**TASK TO COMPLETE:**
Return the data given below exactly as it appears.

**DATA FOR ANALYSIS:**

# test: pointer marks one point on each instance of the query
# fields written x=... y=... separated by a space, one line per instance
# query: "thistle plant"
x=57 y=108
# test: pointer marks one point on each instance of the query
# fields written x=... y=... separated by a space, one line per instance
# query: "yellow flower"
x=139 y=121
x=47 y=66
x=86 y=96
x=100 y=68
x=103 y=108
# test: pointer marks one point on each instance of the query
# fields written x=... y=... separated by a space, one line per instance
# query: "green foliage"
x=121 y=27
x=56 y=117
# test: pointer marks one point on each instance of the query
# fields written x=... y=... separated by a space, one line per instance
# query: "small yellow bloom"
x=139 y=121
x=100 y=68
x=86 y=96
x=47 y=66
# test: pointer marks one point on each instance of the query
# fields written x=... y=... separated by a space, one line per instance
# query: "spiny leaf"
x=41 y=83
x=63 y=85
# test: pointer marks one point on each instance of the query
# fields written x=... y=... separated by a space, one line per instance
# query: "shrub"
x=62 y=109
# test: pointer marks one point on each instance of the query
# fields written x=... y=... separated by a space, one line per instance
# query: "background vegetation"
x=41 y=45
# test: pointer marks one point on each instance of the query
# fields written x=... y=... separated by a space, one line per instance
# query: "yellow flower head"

**ANSWER FOR THE TASK:**
# test: pointer marks one point on each instance of the query
# fields written x=... y=... separated by a space, one line per instance
# query: "thistle plant"
x=57 y=108
# test: pointer marks one point on each instance of the query
# fields written x=... y=... separated by a space, one line per instance
# query: "yellow flower"
x=139 y=121
x=47 y=66
x=86 y=96
x=100 y=68
x=103 y=108
# test: pointer marks one point on each instance of the query
# fields written x=... y=... separated by a space, one line per instance
# query: "green foliage"
x=121 y=27
x=56 y=117
# test: pointer marks one point on each instance of the query
# fields written x=... y=... separated by a space, one line per instance
# query: "small yellow bloom"
x=139 y=121
x=100 y=68
x=86 y=96
x=47 y=66
# test: pointer marks one point on each instance of the query
# fields written x=... y=... separated by a space, one line per instance
# query: "spiny leaf"
x=41 y=83
x=63 y=85
# test: pointer marks one point on each instance of the query
# fields written x=... y=... separated by a space, one line per instance
# query: "shrub"
x=62 y=109
# test: pointer marks one point on each instance of the query
# fields written x=... y=... separated by a space, one line per instance
# query: "background vegetation"
x=41 y=45
# test: pointer marks one point on each instance of the query
# fields written x=... y=... separated by a space, one line per instance
# query: "yellow flower head"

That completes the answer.